Items from a labeling collection
____________
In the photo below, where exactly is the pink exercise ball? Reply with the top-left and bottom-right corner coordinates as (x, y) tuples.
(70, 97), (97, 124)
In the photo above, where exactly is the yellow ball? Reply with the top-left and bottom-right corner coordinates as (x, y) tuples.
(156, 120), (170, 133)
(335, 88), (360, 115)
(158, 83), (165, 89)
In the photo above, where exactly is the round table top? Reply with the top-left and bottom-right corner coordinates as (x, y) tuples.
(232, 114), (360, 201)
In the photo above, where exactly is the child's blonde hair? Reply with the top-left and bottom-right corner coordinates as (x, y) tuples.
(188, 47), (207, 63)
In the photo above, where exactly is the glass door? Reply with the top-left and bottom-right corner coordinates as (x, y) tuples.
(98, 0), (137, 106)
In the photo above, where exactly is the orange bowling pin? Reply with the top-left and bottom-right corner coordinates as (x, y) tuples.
____________
**EXERCISE PROMPT**
Copy all of the items above word for word, without changing or leaving out anything.

**CORRECT OUTPUT**
In the photo below, where exactly is the pink exercise ball? Reply with the top-left and bottom-right corner coordinates as (x, y) tuples.
(70, 97), (97, 124)
In the photo above, where exactly is the yellow ball? Reply with the top-left and bottom-right corner coordinates as (x, y) tuples.
(156, 120), (170, 133)
(335, 88), (360, 115)
(158, 83), (165, 89)
In the photo above, where exactly is the round table top? Reply with the top-left and bottom-right corner coordinates as (x, y) tuples.
(232, 114), (360, 201)
In the photo above, where exactly is the child's blonde hair? Reply with the top-left and bottom-right corner coordinates as (x, y) tuples.
(188, 47), (207, 63)
In the photo above, where exactly is the glass door? Reply with the top-left and bottom-right corner coordinates as (x, y) tuples.
(98, 0), (137, 106)
In the photo above, where exactly is the orange bowling pin? Reply with the top-left and bottom-right corner coordinates as (x, y) tuples.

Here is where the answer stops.